(EXERCISE INSTRUCTIONS)
Please write out the data again from the line containing "the white sand" through the line containing "Target: white conch shell", requests included, shifting every coordinate in the answers by -58 and leaving all other text unchanged.
———
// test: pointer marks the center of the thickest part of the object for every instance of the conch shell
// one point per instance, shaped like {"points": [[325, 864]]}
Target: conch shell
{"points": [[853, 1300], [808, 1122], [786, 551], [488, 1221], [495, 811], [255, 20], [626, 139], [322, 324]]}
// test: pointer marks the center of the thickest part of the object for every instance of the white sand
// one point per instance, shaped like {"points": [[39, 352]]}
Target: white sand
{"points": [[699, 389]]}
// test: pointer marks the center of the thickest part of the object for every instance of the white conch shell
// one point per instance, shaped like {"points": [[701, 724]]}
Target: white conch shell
———
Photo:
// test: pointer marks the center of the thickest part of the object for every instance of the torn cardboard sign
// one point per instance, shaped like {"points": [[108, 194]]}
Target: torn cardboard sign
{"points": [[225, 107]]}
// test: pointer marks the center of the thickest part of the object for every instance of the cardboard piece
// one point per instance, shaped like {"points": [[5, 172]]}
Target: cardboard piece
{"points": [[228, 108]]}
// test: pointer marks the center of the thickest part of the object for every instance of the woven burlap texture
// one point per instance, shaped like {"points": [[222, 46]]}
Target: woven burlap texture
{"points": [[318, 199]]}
———
(FINISHED EXERCISE)
// test: pointer marks the center of the thickest part of the object for every instance of the white sand
// one point per instance, shaped like {"points": [[39, 352]]}
Target: white sand
{"points": [[641, 331]]}
// test: pointer marks the center of the thickest part of the object for every instance of the white conch shell
// one point per instance, shaped like {"points": [[701, 724]]}
Target: white conch shell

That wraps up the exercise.